### YOUR INSTRUCTIONS:
Output the entries word for word. Omit images.

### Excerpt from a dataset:
* * * * * * * * *
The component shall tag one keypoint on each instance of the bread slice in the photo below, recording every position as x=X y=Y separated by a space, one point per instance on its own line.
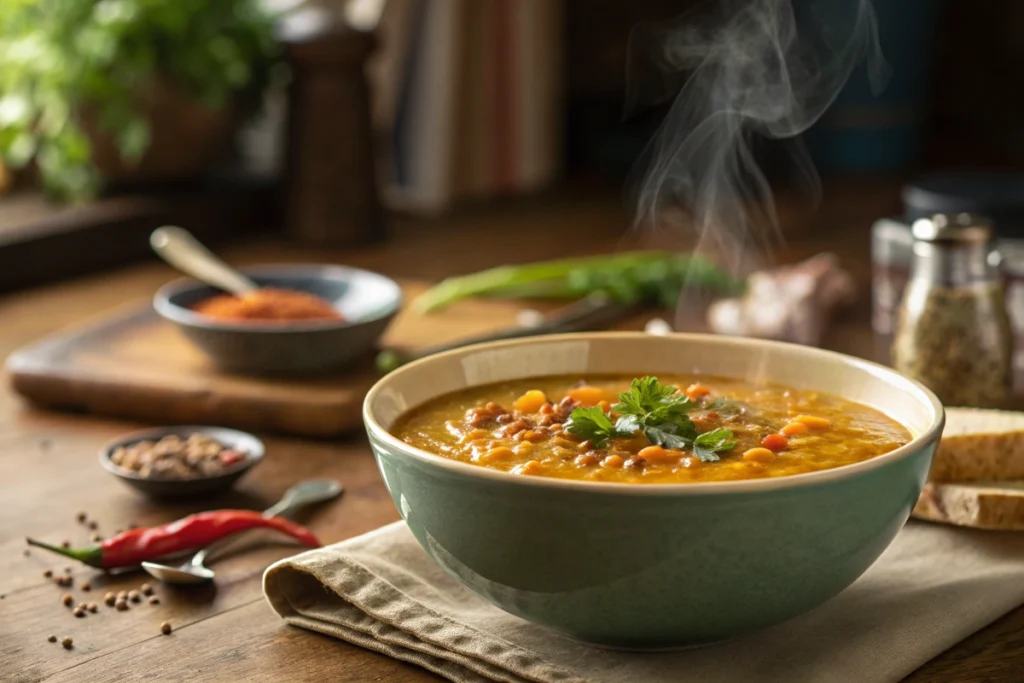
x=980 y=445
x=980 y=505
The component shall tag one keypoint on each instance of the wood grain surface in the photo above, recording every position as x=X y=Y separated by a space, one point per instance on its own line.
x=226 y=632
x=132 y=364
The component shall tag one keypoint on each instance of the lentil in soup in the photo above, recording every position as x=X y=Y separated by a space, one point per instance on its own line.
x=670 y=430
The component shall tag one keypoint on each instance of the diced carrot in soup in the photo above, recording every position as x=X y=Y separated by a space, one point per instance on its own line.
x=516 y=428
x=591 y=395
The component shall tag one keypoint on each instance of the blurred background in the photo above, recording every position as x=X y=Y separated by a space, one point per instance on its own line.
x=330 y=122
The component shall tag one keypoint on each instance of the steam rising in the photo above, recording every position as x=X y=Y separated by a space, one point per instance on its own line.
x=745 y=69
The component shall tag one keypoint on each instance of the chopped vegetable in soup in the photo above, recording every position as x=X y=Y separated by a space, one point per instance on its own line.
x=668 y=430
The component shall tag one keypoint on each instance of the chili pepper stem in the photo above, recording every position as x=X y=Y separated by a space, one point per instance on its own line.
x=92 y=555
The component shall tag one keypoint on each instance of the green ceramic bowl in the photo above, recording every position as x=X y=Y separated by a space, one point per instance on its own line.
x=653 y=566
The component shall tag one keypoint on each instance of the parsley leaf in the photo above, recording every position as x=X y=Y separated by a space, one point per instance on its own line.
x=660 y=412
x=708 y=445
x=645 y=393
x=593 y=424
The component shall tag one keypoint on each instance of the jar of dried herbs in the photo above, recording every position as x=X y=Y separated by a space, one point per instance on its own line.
* * * * * * * * *
### PROBLEM SOLUTION:
The component shall tag one keypoint on each instance of the bread slice in the photo below, recording every position as x=X y=Y separated by a space, one point per instance on its own line.
x=980 y=445
x=980 y=505
The component shall tag one keypoint on each instance of the wood grain surface in the photo above, recording every position as x=X y=Y separated by a space, one point per instance on its own line.
x=226 y=632
x=132 y=364
The component shall tag one keypoint on each instance of the lentil in soup in the photo above, recording every position as x=X y=Y separated by a space, one point per instance on its own line.
x=670 y=430
The component shall tag one keypoint on each instance of the diced carrot in soup in the photo above, recording every position as x=X y=Y separated by a space, one point per instance on its own line.
x=516 y=428
x=591 y=395
The component shall tag one keypoint on each instance of the blurred background in the photo above, recording every position as x=X y=Y separated by a space, one point per instance on its own line.
x=330 y=122
The component shall tag one keypoint on each instance of the steam rising in the photo above, recording every position as x=X y=Y separated by a space, one point per instance on its own line.
x=745 y=69
The component shall tag one keypoint on each instance of the chopped vegetable in soup in the photo above, recording every position as x=X y=Y separated by a space, one point per instance on its own line.
x=668 y=430
The component shall tag one keypoint on each instance of the chili pepper stem in the photo above, recording every position as x=X y=Y separated by a space, one point per instance on its own line.
x=92 y=555
The component shall tag one keypoint on each instance of the green ceramic bowl in the photo above, recording every position as x=X y=Y separated by a space, one point per instance on its own line.
x=653 y=566
The component shall tag one keypoint on each instance of the parsley leaf in the photo above, recording every position as x=X y=Y separated by a space, one point per instance on its own line.
x=660 y=412
x=708 y=445
x=645 y=393
x=593 y=424
The component shall tag one keypoint on each instance of the jar of dried herbs in the photo above, recording every position as x=X y=Y separated by a space, one point per instance on its own line.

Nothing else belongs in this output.